===== Text excerpt =====

United States District Court, D. Montana, Helena Division

July 25, 2019

UNITED STATES OF AMERICA, Plaintiff,
v.
JEFFREY KENNETH KNAPP, Defendant.

          ORDER

          CHARLES C. LOVELL SENIOR UNITED STATES DISTRICT JUDGE.

         Before the Court is Defendant's Motion to Dismiss the Indictment under Rule 12(b)(3)(A) of the Federal Rules of Criminal Procedure. (Doc. 23). The government opposes the motion.

         The Indictment charges the Defendant with one count of “Prohibited Person in Possession of a Firearm” in violation of 18 U.S.C. § 922(g)(1). The Indictment alleges that Defendant is prohibited from possessing a firearm based on his December 28, 1994, conviction of a crime punishable by imprisonment for a term exceeding one year under the laws of the State of Colorado, and that Defendant, on April 3, 2019, knowingly possessed, in and affecting interstate and foreign commerce firearms and ammunition. (Doc. 10).

=====

## Task requirements
1. According to the court order, on what basis does the Indictment allege that the defendant is prohibited from possessing a firearm? Answer in one to three sentences.
2. Print the stretch of the court order from "Before the Court" through "ammunition. (Doc. 10).", word for word.
Rely only on the court order when responding.

===== Extracted entries =====

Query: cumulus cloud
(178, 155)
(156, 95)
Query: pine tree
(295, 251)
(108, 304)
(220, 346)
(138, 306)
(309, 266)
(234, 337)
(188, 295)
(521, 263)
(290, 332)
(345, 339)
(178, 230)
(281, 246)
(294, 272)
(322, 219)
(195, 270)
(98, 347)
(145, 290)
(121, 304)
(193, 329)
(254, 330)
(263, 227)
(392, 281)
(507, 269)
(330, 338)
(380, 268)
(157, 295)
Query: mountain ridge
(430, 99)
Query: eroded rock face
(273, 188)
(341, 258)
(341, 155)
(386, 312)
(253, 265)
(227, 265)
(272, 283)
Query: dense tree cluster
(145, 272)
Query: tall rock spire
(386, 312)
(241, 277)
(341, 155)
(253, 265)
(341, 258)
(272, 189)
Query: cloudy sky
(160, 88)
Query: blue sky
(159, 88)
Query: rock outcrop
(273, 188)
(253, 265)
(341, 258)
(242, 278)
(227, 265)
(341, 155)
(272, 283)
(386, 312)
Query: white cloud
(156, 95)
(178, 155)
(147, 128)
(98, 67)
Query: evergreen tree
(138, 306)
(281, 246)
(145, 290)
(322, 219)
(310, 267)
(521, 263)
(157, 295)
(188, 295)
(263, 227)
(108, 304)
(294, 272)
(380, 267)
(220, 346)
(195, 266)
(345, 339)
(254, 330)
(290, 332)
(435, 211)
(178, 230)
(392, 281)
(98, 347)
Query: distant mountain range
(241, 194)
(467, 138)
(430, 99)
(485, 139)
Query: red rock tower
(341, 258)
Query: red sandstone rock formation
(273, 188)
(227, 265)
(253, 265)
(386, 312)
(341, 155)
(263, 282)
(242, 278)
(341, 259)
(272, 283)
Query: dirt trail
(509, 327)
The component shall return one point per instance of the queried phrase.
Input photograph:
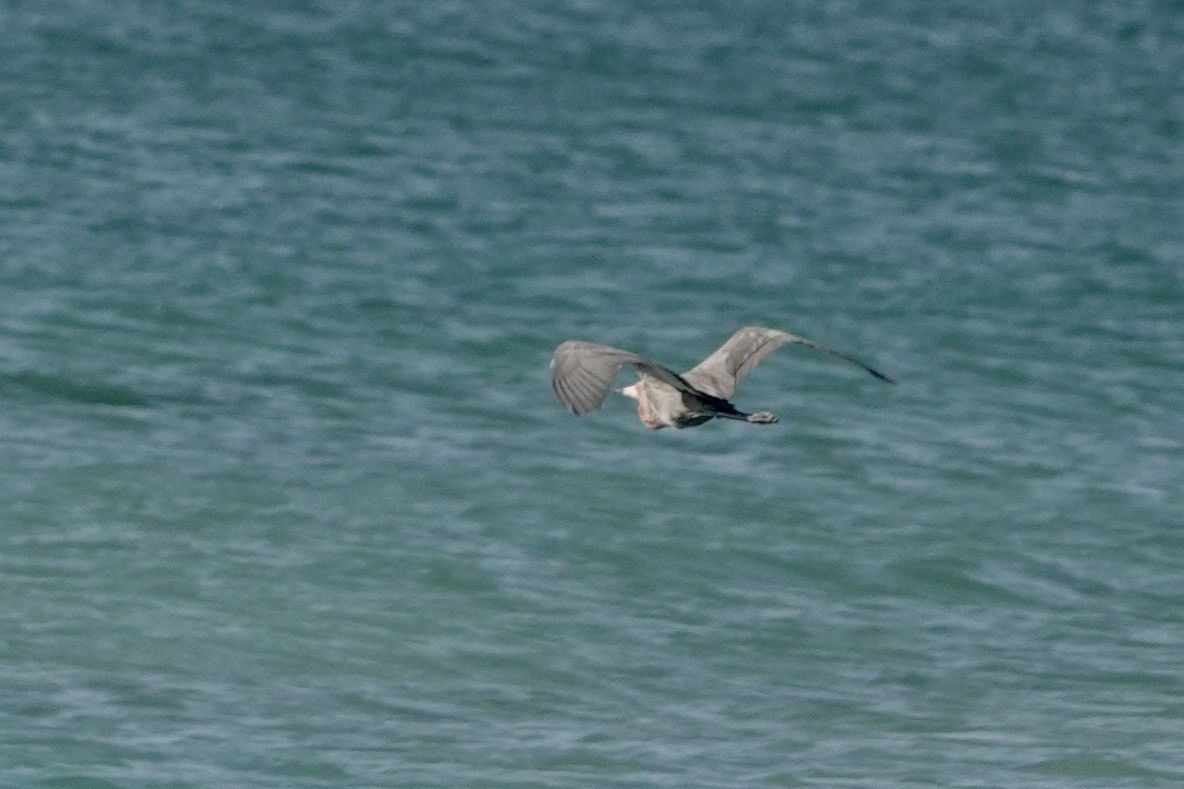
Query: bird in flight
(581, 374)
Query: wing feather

=====
===== Extracted entries =====

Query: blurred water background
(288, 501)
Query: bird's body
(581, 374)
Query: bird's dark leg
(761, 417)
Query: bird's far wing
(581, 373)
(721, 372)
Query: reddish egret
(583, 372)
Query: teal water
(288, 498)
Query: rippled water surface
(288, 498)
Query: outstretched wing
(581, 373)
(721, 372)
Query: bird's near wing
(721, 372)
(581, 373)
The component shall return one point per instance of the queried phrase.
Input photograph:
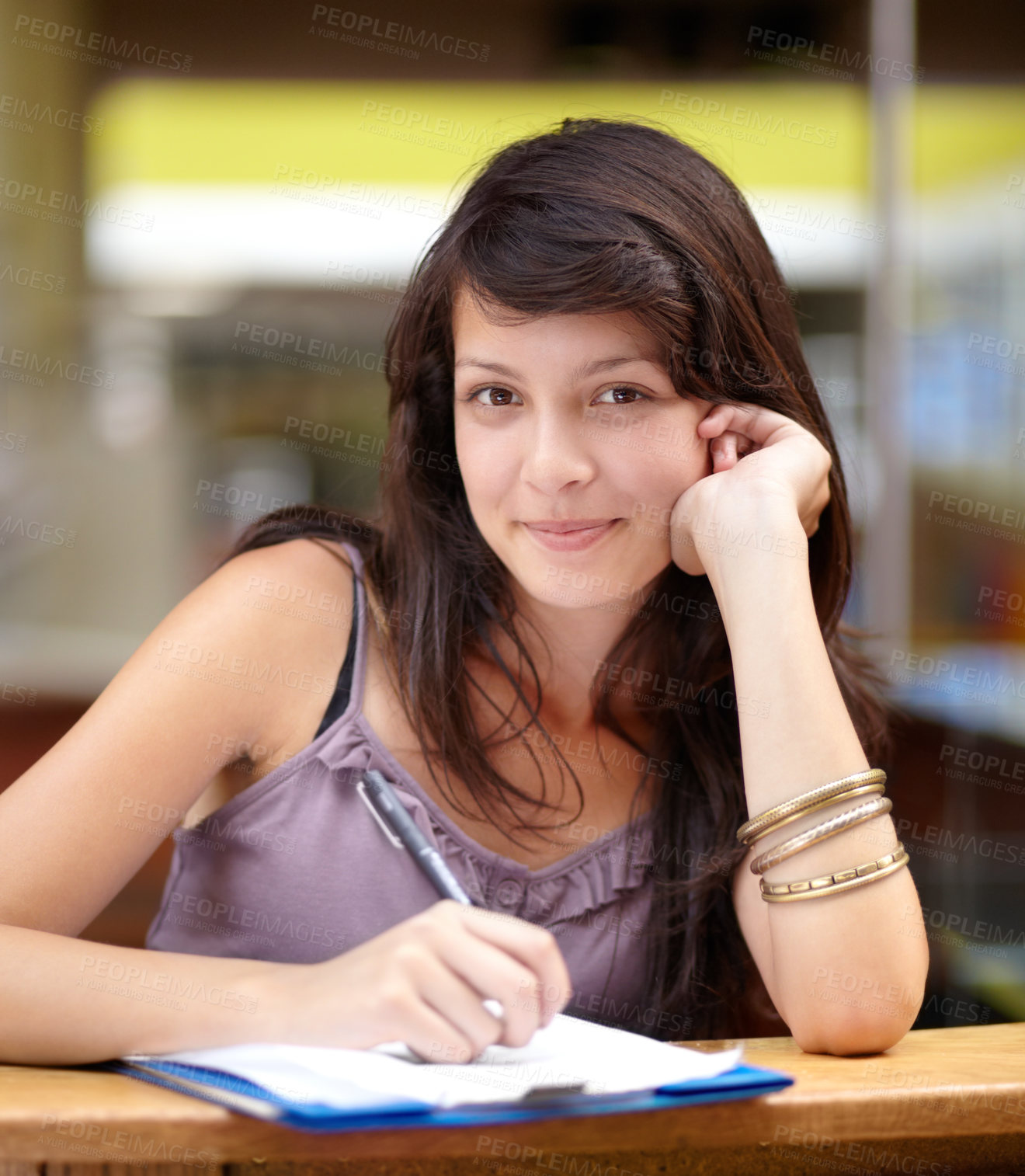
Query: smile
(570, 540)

=====

## Correct answers
1. The Indictment alleges that the defendant is prohibited from possessing a firearm because of his December 28, 1994, conviction under the laws of the State of Colorado. That conviction was for a crime punishable by imprisonment for a term exceeding one year.

2.
Before the Court is Defendant's Motion to Dismiss the Indictment under Rule 12(b)(3)(A) of the Federal Rules of Criminal Procedure. (Doc. 23). The government opposes the motion.

         The Indictment charges the Defendant with one count of “Prohibited Person in Possession of a Firearm” in violation of 18 U.S.C. § 922(g)(1). The Indictment alleges that Defendant is prohibited from possessing a firearm based on his December 28, 1994, conviction of a crime punishable by imprisonment for a term exceeding one year under the laws of the State of Colorado, and that Defendant, on April 3, 2019, knowingly possessed, in and affecting interstate and foreign commerce firearms and ammunition. (Doc. 10).